**Problem description**: Everything from the line with "Where can you see the sky" through the last line of the records below should be copied exactly, both ends included.

**Data supplied**:
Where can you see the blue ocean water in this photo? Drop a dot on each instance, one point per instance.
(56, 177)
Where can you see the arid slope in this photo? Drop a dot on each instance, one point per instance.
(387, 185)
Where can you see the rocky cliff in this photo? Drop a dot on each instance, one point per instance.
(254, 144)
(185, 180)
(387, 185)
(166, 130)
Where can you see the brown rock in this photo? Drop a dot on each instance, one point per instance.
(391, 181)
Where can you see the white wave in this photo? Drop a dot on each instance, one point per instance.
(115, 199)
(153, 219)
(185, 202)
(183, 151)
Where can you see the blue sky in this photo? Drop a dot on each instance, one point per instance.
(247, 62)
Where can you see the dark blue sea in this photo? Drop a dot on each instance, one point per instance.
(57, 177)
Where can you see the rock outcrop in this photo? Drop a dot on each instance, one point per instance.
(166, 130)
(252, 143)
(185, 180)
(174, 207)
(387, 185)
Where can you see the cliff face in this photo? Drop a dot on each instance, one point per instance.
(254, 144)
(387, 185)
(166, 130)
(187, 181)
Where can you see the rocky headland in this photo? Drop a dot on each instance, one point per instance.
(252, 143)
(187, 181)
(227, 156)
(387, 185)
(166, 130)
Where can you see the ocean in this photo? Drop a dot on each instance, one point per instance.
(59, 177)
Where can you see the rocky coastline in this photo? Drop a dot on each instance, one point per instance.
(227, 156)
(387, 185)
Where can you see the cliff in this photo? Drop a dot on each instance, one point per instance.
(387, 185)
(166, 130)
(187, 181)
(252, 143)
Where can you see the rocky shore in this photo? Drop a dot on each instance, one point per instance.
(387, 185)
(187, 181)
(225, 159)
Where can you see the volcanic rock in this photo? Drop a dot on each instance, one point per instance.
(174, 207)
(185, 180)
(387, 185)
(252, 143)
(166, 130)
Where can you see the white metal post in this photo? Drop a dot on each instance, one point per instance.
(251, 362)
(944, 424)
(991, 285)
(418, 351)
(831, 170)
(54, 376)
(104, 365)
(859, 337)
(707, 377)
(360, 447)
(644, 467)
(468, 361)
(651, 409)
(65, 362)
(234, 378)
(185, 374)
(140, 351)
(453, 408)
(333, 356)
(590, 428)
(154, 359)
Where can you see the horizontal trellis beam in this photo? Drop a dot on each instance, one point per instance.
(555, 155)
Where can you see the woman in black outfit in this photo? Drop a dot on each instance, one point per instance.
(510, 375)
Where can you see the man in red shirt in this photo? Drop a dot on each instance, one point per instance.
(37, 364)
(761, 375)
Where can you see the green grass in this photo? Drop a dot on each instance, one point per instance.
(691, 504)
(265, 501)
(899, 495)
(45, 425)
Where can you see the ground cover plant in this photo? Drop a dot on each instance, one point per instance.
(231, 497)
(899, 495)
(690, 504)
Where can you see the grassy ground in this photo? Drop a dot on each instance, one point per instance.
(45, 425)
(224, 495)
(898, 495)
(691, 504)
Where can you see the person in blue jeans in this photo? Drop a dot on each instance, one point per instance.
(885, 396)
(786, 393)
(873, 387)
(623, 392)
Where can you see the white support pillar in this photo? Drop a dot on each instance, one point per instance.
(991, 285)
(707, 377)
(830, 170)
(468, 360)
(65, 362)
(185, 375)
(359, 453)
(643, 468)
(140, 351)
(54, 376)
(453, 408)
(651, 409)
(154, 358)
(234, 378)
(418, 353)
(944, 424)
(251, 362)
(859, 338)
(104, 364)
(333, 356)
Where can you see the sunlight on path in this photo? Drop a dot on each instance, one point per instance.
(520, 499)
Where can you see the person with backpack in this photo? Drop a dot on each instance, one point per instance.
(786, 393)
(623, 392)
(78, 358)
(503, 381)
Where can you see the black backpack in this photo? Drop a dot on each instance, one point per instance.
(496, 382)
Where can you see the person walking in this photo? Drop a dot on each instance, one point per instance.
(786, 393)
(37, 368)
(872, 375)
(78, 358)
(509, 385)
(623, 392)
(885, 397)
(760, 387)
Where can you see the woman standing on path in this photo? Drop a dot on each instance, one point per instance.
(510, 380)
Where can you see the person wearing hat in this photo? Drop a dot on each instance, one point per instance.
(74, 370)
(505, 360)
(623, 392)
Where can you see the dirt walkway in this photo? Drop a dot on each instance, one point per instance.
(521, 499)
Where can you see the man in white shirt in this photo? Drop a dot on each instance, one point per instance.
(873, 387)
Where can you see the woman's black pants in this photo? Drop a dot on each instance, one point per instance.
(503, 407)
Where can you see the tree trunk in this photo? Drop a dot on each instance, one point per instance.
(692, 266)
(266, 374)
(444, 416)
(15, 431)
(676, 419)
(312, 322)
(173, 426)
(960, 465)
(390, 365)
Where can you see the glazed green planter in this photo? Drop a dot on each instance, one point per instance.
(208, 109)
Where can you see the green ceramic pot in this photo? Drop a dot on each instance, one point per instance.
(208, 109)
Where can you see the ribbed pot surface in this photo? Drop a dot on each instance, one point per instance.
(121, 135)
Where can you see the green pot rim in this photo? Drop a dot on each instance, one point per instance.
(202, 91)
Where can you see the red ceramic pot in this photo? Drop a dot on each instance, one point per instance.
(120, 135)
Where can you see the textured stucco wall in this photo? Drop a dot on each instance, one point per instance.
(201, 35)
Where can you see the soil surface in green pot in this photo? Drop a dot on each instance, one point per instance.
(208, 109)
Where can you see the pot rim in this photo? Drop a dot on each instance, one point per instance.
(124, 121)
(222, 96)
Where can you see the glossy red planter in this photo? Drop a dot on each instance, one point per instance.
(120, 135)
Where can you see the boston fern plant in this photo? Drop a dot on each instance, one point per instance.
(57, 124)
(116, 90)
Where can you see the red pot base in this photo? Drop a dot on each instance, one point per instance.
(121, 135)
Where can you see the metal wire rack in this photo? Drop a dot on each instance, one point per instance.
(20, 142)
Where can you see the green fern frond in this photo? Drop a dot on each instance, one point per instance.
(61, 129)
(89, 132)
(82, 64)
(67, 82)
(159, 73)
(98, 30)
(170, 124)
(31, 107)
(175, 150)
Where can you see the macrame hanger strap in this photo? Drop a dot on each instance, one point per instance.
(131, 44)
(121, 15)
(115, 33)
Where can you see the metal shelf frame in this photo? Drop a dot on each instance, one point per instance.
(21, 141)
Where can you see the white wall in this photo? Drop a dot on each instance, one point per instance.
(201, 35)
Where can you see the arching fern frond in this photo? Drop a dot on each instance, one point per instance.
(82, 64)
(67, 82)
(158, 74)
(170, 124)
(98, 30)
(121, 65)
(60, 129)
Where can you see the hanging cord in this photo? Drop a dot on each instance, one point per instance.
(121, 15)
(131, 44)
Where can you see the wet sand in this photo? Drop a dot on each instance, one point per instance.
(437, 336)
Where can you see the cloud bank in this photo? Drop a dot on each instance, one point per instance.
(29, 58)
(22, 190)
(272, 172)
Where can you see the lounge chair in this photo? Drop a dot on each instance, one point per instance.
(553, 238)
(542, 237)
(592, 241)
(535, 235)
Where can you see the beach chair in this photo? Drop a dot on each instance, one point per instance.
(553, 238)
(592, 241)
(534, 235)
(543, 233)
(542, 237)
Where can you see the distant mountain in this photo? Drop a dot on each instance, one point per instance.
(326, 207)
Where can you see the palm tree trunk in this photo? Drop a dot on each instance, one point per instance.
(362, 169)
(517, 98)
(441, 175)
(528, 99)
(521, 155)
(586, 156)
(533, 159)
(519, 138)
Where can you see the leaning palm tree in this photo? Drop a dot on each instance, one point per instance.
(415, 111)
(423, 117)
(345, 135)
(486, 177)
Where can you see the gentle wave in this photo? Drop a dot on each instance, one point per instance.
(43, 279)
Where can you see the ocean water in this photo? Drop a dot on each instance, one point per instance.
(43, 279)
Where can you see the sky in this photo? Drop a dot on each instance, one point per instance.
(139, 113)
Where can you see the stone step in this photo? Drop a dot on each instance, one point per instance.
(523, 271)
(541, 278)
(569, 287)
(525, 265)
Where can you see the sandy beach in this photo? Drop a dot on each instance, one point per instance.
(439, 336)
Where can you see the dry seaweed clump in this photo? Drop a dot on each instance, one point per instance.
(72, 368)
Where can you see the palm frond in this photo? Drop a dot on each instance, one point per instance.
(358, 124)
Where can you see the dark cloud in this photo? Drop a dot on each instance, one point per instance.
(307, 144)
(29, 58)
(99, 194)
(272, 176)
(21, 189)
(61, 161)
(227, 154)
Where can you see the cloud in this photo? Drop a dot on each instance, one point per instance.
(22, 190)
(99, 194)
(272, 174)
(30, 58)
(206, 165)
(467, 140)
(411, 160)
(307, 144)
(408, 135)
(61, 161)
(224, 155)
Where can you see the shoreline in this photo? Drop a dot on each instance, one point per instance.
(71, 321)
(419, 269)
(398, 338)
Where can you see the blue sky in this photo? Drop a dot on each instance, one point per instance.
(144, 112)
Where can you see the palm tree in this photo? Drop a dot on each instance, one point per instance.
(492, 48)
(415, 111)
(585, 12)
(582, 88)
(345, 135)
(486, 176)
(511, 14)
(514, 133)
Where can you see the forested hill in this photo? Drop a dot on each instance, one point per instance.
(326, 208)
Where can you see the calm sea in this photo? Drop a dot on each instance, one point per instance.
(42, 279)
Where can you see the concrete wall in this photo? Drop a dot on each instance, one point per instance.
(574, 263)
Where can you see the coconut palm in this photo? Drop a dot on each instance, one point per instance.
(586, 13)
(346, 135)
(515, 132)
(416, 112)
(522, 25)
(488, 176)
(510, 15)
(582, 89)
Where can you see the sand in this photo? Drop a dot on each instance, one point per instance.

**The answer**:
Where can you see the sky in this photo? Drop a dot on each instance, one point per instance.
(139, 113)
Where can you see the stone step in this photo? Drop a dot on each instance, one point per instance.
(523, 271)
(541, 278)
(569, 287)
(525, 265)
Where can you see the sandy beach in this photo? Drop a dot on each instance, one point per instance.
(439, 336)
Where can you see the dry seaweed clump in this photo? Drop a dot on each instance, one point per instance.
(72, 368)
Where can you see the palm frond in this photo? Drop a dot on each instance, one point per instance.
(358, 124)
Where can you see the dark cloud in this photo? Drop a dot on each instance, one point per instance.
(307, 144)
(29, 58)
(99, 194)
(272, 176)
(21, 189)
(61, 161)
(227, 154)
Where can you see the cloud in this photo? Drop a dot on each instance, one point per instance.
(22, 190)
(99, 194)
(272, 174)
(30, 58)
(206, 165)
(467, 140)
(411, 160)
(307, 144)
(408, 135)
(61, 161)
(224, 155)
Where can you see the shoreline in this photo? Drop a dot on each instance, one point per instance.
(71, 321)
(419, 269)
(398, 338)
Where can you see the blue sky in this photo? Drop a dot on each instance, one point per instance.
(144, 112)
Where can you see the palm tree in this photo? Drop a dot on each instance, one point per instance.
(492, 48)
(415, 111)
(585, 12)
(582, 88)
(345, 135)
(486, 176)
(511, 14)
(514, 133)
Where can you see the forested hill in this photo? Drop a dot on each instance, one point per instance.
(326, 208)
Where can you see the calm sea in this photo? Drop a dot on each instance, one point per instance.
(42, 279)
Where can you see the concrete wall in this photo? Drop a dot on each instance, one point per instance.
(574, 263)
Where can you see the coconut palm in this photo? Drop a dot on each instance, one point per instance.
(586, 13)
(346, 135)
(515, 132)
(416, 112)
(522, 25)
(488, 176)
(510, 15)
(582, 89)
Where can you see the sand in this photo? Drop a dot on each instance, one point per instance.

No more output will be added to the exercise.